| Compito da svolgere |
Riporti le righe che vanno da quella contenente "Each <instance> block" fino a quella contenente "positive clicks: (188, 162)", entrambe incluse, rinominando ogni "mask" in "silhouette" e lasciando invariato tutto il resto.

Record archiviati
◇ ◇ ◇ ◇

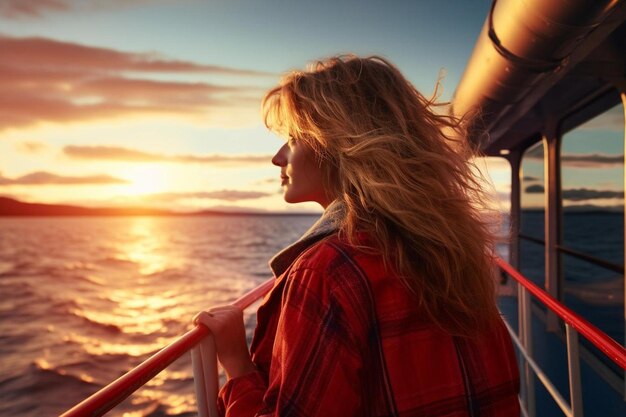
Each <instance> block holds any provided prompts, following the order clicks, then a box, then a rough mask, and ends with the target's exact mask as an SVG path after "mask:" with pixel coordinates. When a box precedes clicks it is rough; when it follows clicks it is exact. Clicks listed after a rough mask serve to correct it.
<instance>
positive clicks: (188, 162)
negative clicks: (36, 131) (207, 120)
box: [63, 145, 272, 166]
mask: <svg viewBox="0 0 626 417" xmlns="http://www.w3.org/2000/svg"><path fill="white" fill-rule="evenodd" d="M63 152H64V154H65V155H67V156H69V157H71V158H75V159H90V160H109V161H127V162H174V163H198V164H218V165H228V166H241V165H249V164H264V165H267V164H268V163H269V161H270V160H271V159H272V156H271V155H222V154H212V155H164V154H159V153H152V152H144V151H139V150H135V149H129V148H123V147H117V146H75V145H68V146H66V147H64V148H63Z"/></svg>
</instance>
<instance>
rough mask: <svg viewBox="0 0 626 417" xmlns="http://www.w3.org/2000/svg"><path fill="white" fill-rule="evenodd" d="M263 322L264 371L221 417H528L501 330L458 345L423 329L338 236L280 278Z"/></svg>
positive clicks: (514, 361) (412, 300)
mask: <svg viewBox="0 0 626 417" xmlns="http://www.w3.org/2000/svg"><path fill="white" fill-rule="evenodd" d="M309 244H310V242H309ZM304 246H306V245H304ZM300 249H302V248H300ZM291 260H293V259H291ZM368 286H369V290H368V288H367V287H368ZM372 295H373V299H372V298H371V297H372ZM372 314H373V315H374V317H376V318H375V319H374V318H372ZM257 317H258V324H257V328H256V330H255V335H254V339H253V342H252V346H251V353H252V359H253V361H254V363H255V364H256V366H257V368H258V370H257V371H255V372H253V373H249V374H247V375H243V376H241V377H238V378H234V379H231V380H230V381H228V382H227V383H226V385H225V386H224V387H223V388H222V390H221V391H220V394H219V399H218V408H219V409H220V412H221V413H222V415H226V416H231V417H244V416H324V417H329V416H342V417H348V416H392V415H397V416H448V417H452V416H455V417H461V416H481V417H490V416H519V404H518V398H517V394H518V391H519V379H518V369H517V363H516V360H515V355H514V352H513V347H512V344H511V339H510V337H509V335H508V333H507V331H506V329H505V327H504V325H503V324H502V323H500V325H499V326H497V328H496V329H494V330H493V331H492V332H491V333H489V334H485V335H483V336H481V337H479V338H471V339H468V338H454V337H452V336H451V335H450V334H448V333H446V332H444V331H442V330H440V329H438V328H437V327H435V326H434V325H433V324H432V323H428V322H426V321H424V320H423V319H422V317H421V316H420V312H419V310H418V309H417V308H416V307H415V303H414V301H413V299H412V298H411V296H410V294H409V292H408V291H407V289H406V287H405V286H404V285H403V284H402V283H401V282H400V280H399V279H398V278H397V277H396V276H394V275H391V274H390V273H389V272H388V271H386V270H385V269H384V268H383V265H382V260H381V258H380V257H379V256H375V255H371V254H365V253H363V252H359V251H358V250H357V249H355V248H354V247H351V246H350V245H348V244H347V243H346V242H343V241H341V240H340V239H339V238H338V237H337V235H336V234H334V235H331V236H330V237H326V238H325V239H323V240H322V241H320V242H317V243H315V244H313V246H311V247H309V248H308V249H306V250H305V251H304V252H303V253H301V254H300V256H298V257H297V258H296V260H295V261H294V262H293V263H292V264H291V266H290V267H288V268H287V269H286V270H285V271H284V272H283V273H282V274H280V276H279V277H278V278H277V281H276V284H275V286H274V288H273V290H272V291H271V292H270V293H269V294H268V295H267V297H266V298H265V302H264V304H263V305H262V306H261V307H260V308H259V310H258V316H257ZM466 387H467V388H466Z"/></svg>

◇ ◇ ◇ ◇

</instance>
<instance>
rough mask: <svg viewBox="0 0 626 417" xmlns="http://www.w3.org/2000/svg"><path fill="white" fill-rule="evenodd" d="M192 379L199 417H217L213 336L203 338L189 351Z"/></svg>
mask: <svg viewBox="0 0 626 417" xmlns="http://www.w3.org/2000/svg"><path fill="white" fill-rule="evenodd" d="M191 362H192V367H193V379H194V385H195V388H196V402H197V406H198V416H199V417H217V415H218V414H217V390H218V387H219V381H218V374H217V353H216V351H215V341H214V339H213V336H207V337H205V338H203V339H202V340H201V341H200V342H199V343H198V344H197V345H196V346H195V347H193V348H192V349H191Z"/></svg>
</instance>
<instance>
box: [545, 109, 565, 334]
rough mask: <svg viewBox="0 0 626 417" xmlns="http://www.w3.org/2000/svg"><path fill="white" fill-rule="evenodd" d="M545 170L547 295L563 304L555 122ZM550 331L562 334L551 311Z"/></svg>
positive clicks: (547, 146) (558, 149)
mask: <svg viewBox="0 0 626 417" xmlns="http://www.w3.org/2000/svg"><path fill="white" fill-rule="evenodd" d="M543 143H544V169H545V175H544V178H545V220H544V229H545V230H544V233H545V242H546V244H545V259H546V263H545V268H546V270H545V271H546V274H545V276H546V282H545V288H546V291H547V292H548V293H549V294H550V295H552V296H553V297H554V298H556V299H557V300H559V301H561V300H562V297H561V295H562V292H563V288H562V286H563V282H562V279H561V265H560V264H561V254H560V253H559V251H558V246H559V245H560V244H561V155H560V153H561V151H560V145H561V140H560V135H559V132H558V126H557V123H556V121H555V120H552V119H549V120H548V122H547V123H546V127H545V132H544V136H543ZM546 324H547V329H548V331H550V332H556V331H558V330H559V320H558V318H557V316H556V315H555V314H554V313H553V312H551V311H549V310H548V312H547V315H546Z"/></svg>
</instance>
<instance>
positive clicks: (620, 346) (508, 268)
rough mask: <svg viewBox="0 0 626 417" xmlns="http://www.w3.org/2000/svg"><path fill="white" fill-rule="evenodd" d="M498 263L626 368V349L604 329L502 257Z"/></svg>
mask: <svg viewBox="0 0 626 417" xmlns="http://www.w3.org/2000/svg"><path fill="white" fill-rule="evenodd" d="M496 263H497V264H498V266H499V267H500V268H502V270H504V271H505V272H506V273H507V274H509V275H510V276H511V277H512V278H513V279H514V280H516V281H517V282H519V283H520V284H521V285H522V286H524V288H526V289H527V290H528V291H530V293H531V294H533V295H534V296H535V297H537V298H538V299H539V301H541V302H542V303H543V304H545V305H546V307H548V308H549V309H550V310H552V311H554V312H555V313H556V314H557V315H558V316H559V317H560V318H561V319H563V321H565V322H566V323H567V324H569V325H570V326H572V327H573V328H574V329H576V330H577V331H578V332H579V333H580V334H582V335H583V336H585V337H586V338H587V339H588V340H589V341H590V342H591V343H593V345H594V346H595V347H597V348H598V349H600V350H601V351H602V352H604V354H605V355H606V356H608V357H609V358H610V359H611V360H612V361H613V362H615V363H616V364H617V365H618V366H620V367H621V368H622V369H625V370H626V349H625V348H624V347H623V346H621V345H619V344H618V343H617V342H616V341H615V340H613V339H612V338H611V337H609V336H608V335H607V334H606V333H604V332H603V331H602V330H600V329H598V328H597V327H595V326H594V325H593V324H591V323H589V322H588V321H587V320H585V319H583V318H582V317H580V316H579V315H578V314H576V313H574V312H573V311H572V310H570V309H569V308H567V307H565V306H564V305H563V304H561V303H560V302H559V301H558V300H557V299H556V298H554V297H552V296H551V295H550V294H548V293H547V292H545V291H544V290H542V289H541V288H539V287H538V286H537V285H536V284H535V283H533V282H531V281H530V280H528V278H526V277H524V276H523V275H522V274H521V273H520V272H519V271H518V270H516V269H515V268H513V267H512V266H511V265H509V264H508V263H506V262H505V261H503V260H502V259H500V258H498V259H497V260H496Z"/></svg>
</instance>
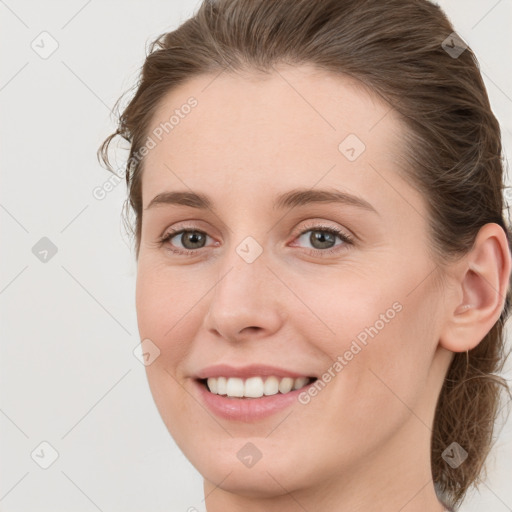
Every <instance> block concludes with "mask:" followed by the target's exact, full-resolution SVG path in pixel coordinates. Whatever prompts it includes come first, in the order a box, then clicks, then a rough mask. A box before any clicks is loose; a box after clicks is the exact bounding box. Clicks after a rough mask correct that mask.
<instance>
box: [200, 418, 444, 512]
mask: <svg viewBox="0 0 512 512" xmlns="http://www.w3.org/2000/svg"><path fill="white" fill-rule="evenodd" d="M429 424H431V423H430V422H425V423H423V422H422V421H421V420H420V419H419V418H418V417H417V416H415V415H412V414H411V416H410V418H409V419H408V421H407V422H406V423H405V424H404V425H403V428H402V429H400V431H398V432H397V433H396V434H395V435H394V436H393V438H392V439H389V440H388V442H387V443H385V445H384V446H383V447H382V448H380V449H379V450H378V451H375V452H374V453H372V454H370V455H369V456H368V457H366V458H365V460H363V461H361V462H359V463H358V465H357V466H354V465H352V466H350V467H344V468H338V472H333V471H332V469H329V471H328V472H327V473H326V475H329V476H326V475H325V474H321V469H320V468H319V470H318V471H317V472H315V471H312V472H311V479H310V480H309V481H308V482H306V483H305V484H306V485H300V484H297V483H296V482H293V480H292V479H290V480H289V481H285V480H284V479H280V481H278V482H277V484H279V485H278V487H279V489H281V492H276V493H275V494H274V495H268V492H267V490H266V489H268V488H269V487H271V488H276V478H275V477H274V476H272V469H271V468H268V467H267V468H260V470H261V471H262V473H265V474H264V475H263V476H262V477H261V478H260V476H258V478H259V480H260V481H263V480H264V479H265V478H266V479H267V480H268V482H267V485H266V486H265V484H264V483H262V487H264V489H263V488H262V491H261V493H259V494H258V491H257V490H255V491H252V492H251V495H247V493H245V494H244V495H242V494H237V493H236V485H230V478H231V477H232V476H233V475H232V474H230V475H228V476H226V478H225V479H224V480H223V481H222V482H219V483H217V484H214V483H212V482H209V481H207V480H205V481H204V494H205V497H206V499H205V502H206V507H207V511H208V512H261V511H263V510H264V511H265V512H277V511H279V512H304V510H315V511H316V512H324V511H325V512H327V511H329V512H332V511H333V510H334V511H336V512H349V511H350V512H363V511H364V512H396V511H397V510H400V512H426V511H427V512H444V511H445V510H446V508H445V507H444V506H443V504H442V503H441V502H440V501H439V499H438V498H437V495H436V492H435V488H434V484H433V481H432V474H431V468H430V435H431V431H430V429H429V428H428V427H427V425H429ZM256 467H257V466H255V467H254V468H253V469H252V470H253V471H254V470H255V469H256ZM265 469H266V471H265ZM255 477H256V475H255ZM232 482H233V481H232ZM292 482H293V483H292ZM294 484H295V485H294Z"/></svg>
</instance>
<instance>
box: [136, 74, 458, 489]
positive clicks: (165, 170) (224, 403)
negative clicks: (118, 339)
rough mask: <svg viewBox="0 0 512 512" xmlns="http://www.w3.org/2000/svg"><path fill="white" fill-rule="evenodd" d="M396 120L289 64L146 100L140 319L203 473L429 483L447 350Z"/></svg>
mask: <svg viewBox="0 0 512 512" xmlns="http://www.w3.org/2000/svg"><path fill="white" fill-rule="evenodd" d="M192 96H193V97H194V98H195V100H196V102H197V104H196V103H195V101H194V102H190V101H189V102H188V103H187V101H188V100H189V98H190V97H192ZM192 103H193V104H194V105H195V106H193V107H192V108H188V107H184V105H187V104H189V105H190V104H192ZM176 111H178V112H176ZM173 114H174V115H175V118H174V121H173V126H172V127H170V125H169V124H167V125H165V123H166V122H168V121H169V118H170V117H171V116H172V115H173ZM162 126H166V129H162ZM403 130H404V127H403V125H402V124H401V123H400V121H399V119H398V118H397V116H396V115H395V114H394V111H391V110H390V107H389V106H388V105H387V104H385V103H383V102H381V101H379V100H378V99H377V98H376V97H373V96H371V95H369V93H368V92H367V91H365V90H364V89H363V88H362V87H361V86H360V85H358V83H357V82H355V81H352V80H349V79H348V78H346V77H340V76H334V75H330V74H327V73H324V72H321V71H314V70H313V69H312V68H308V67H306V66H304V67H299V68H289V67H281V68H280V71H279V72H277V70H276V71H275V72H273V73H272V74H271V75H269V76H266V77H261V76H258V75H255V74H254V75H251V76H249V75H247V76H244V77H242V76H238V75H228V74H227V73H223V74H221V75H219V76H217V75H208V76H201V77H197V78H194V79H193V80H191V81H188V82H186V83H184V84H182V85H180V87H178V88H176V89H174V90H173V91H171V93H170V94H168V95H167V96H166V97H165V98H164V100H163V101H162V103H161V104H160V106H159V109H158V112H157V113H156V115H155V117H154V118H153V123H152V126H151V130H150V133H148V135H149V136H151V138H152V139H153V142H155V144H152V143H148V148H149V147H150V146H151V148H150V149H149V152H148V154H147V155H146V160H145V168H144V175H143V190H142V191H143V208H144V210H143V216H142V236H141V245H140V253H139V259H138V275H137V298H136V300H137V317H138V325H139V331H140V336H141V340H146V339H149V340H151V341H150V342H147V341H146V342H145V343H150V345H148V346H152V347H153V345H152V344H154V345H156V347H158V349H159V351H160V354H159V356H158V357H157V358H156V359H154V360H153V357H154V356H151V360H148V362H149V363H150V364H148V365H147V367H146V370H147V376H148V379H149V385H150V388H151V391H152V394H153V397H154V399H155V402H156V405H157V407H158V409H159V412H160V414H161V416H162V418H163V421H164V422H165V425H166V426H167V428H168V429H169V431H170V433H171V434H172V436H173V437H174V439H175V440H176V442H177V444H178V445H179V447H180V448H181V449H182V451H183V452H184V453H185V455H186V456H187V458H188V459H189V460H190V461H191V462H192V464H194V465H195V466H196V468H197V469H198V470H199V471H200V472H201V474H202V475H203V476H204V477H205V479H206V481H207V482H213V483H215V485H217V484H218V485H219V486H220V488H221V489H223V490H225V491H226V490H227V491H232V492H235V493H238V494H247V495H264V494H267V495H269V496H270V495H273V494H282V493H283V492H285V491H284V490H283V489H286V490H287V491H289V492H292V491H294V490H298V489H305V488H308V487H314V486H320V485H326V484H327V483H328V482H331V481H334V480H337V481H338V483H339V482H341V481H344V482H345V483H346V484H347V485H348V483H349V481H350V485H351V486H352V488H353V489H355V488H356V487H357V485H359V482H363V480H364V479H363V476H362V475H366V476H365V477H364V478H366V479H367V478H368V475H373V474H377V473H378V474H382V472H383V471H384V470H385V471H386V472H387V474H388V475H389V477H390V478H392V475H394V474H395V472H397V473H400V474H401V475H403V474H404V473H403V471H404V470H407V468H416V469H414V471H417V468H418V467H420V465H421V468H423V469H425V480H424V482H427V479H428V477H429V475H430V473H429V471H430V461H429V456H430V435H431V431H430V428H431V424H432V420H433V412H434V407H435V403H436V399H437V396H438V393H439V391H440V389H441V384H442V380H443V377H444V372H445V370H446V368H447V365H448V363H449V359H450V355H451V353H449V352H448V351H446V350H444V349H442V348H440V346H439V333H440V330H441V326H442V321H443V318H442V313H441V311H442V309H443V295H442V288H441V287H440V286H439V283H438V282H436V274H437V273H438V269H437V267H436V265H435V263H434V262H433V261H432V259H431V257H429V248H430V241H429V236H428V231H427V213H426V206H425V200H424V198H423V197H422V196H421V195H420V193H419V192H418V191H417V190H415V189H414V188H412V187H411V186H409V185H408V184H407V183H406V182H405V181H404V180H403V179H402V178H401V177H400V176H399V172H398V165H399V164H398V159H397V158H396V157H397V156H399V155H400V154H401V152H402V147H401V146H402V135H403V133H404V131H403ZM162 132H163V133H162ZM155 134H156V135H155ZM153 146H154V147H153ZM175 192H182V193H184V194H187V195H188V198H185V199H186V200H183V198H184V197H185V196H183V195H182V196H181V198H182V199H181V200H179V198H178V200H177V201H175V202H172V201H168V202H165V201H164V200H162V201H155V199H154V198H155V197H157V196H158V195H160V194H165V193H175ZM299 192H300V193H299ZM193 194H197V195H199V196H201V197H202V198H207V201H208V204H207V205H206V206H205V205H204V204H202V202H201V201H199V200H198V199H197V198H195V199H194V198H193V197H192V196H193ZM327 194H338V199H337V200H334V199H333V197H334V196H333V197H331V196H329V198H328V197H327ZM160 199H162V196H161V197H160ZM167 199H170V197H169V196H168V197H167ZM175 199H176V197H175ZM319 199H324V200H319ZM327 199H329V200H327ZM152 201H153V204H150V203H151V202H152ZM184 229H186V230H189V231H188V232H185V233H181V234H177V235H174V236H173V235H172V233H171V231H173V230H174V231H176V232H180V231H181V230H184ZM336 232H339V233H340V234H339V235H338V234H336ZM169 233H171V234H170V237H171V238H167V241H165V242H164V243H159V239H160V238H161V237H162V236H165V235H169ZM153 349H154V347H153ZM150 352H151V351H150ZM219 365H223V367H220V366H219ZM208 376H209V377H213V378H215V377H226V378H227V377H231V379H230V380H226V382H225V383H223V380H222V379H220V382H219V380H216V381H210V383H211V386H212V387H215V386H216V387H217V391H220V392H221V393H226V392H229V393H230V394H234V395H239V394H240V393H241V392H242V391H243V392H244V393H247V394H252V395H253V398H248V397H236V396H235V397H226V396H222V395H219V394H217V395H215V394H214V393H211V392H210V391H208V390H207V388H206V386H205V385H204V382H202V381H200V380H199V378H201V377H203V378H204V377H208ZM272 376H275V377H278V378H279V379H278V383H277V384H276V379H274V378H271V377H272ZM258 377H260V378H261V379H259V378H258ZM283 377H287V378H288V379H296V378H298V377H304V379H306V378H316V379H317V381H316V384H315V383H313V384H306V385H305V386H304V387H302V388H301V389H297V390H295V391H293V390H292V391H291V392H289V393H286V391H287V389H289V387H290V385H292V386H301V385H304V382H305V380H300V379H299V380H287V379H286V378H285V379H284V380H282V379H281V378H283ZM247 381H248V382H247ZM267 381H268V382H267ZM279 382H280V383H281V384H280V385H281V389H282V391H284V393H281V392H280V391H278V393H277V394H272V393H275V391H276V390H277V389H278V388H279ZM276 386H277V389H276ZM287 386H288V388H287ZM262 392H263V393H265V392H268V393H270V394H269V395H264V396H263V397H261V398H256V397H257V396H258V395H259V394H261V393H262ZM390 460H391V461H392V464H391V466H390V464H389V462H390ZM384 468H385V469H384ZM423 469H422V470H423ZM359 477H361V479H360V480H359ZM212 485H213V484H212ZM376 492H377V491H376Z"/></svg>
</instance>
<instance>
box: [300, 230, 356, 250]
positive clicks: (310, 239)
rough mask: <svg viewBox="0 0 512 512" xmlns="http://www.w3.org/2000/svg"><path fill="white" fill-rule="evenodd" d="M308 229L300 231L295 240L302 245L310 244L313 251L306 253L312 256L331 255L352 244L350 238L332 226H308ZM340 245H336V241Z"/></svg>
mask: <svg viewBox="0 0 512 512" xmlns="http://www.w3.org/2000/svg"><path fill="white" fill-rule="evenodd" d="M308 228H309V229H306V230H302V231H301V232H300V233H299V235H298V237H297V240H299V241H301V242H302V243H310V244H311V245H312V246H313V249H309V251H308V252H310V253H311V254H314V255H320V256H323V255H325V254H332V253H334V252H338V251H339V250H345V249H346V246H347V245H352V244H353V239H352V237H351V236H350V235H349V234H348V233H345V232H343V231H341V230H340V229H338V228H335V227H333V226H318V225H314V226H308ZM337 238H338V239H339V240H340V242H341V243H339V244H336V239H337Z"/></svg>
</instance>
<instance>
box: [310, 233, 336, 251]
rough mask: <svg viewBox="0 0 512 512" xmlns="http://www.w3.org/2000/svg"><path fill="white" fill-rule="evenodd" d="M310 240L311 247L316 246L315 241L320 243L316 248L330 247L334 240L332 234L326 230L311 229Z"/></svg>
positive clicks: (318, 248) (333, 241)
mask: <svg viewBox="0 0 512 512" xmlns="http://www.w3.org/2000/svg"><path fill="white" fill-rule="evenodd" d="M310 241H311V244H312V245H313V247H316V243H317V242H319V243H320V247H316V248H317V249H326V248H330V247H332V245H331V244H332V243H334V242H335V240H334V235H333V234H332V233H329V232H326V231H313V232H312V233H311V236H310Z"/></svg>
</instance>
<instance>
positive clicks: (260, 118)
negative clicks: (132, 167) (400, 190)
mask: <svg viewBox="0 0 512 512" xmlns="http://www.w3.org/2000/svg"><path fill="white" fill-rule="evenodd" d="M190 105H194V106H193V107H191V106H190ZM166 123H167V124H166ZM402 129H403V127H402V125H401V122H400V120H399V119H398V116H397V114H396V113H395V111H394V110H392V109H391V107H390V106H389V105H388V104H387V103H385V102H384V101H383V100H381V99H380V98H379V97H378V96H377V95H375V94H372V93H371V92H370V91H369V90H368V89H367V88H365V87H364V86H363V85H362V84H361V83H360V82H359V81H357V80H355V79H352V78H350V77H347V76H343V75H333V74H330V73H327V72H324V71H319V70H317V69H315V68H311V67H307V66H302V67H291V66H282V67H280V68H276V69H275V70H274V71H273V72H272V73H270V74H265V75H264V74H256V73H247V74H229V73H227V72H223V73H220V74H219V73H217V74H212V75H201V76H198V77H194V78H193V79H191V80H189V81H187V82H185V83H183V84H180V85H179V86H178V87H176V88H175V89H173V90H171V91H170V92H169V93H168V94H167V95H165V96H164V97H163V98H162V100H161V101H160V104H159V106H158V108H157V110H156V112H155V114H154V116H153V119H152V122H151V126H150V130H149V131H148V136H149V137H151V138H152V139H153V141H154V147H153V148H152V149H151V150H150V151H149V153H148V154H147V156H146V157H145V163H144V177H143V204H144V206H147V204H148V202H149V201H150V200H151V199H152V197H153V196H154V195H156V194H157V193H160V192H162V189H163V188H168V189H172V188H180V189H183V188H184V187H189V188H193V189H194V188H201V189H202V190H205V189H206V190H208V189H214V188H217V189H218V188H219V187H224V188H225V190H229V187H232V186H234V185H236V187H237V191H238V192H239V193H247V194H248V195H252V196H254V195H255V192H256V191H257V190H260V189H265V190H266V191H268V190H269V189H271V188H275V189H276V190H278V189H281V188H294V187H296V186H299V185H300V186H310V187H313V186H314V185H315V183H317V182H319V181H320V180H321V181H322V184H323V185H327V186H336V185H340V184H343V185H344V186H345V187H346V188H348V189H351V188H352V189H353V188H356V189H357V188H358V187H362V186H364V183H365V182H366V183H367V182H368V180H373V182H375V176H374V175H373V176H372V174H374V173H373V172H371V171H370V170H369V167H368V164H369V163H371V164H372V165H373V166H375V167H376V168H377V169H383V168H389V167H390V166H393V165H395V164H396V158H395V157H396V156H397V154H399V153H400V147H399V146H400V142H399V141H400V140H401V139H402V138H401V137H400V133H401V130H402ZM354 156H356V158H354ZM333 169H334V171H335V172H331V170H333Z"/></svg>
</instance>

◇ ◇ ◇ ◇

| Spazio risposta |
Each <instance> block holds any provided prompts, following the order clicks, then a box, then a rough silhouette, and ends with the target's exact silhouette as an SVG path after "silhouette:" with pixel coordinates. When a box precedes clicks it is rough; when it follows clicks it is exact. Clicks listed after a rough silhouette serve to correct it.
<instance>
positive clicks: (188, 162)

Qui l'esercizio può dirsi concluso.